• [What the task requires]:
Repeat exactly the lines from the first line of the records through the line containing "Pin each instance of the decorative", and nothing more.

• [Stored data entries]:

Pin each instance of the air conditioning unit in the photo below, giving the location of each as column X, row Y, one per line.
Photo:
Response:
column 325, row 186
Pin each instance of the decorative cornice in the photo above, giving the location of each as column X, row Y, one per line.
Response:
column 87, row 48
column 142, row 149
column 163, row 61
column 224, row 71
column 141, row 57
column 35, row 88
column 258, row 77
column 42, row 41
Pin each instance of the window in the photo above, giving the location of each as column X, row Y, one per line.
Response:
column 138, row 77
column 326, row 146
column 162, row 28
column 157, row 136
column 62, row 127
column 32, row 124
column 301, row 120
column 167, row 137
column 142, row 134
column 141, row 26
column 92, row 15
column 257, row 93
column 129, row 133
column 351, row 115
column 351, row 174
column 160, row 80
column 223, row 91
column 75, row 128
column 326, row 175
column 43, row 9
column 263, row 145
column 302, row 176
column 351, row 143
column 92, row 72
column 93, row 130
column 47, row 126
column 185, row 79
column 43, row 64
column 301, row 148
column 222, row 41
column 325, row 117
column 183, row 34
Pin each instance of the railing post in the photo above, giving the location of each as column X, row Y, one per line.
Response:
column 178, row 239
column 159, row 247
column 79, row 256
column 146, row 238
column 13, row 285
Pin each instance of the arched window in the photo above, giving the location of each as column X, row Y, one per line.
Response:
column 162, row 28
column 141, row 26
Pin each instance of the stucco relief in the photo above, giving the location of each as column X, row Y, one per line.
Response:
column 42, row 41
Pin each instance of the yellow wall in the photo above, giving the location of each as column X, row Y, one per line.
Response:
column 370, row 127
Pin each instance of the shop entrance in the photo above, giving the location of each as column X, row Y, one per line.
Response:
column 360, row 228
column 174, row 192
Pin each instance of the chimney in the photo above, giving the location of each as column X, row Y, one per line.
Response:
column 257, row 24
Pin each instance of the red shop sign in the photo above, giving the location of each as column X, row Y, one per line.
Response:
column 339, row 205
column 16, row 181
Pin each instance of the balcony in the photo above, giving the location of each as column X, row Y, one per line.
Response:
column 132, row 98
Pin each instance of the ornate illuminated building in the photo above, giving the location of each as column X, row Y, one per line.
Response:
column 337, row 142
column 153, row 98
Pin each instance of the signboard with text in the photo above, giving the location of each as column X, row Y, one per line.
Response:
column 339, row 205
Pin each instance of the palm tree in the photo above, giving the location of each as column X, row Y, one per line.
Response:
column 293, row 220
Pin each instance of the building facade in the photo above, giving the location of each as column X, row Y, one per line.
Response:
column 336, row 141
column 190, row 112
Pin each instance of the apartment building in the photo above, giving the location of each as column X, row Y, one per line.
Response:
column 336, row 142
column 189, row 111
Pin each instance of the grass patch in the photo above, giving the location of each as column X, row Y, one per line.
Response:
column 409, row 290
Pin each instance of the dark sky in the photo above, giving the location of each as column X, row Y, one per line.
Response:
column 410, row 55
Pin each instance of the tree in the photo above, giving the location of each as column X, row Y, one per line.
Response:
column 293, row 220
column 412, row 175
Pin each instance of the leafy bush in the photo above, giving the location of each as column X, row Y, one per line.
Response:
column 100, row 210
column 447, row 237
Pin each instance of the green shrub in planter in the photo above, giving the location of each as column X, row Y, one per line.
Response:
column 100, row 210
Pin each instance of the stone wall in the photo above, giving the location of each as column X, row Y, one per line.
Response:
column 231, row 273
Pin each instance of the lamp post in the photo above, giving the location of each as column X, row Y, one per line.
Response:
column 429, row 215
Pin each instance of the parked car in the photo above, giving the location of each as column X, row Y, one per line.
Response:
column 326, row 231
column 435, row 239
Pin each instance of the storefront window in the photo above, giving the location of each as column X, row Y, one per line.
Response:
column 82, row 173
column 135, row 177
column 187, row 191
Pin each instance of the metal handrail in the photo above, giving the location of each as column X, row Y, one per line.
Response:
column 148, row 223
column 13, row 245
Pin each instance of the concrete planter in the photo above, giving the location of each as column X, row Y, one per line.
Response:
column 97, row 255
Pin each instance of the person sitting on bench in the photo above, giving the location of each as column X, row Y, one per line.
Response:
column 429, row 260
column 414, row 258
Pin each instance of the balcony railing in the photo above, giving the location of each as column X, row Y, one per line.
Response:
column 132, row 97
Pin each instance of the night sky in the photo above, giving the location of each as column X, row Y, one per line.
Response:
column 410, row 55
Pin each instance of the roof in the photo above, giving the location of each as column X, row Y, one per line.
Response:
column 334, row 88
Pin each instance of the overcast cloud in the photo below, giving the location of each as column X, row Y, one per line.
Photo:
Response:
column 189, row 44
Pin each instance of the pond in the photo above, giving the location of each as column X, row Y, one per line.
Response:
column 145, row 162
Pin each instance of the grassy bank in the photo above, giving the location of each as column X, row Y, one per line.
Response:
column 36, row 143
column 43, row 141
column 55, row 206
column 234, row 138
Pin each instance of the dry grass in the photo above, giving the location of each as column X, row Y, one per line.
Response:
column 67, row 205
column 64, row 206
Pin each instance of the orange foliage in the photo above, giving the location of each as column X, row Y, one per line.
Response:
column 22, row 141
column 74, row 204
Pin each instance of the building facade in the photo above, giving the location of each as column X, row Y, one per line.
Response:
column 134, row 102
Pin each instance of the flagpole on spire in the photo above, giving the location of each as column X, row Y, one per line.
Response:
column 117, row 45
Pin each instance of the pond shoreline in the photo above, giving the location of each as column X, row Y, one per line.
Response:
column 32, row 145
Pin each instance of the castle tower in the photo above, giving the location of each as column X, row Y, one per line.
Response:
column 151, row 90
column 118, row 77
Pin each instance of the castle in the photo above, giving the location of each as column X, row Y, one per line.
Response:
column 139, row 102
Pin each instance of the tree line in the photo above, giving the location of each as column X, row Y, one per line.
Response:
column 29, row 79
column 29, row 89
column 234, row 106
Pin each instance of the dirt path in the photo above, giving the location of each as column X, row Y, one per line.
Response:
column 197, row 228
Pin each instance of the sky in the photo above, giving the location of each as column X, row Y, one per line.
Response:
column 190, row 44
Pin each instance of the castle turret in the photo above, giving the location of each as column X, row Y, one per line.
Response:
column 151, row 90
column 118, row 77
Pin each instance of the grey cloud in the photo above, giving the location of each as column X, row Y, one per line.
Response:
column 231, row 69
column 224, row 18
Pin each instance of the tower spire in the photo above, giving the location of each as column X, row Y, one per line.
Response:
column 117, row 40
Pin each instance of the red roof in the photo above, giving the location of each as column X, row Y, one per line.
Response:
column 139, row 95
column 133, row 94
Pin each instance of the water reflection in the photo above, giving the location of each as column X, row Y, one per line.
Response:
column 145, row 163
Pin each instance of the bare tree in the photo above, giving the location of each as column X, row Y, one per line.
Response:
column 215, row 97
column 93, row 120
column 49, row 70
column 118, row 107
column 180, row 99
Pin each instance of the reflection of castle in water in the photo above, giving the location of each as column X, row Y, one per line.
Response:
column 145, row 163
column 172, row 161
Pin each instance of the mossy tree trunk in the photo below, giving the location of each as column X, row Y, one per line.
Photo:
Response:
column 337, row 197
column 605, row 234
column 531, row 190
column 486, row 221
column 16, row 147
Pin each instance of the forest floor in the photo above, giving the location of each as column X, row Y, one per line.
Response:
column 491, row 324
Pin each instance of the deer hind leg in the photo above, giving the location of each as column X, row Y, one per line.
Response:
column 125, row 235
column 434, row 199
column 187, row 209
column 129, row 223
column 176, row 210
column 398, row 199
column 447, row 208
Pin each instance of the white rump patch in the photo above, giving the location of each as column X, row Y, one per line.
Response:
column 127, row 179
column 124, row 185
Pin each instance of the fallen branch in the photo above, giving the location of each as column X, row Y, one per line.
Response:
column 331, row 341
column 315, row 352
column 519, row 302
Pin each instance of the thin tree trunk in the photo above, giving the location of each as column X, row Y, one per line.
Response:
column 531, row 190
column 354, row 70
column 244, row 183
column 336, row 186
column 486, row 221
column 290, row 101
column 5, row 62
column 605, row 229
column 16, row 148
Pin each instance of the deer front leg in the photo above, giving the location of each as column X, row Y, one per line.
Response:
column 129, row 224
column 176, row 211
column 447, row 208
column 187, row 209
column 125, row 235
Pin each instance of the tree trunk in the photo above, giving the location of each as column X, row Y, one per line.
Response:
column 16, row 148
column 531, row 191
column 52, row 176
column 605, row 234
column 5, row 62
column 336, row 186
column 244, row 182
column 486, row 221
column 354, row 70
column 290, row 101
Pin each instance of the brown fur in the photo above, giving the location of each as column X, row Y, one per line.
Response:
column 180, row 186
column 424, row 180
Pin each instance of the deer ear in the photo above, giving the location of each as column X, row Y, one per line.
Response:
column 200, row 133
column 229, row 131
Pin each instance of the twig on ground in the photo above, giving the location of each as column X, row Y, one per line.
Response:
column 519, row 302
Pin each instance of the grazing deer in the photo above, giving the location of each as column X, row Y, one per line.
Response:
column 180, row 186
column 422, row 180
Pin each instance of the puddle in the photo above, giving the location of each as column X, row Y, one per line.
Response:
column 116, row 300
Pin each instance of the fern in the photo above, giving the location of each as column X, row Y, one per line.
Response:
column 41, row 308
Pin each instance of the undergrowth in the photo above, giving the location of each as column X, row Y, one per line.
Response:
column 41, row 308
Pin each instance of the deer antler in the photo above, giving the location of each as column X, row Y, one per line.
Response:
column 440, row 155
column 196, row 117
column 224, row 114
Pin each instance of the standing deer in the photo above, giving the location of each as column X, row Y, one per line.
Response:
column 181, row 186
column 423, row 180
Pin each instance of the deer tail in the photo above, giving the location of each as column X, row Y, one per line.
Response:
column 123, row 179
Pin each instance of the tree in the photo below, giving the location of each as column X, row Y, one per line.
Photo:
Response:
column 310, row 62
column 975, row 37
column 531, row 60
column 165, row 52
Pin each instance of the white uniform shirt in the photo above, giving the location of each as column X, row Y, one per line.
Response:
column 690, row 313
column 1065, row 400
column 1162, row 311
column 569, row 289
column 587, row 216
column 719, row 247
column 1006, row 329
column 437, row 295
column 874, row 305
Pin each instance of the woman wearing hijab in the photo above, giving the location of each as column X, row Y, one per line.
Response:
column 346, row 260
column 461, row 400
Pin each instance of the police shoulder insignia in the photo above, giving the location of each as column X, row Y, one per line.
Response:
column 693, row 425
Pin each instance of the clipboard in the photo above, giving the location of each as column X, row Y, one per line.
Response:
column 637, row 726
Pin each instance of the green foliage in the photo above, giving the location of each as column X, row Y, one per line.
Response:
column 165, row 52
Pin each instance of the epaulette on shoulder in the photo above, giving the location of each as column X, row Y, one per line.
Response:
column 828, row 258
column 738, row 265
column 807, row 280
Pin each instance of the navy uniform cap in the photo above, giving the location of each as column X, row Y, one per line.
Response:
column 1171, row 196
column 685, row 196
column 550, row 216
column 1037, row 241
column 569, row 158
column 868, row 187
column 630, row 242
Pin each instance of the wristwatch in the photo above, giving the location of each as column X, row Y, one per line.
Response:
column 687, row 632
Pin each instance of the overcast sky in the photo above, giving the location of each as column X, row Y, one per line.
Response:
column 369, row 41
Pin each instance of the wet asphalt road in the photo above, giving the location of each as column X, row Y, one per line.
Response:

• [Completed task]:
Pin each instance of the air conditioning unit in the photo below, giving the location of each as column X, row Y, one per line.
Photo:
Response:
column 325, row 186
Pin each instance of the decorative cornice in the photo above, giving the location of each as column X, row Y, one per line.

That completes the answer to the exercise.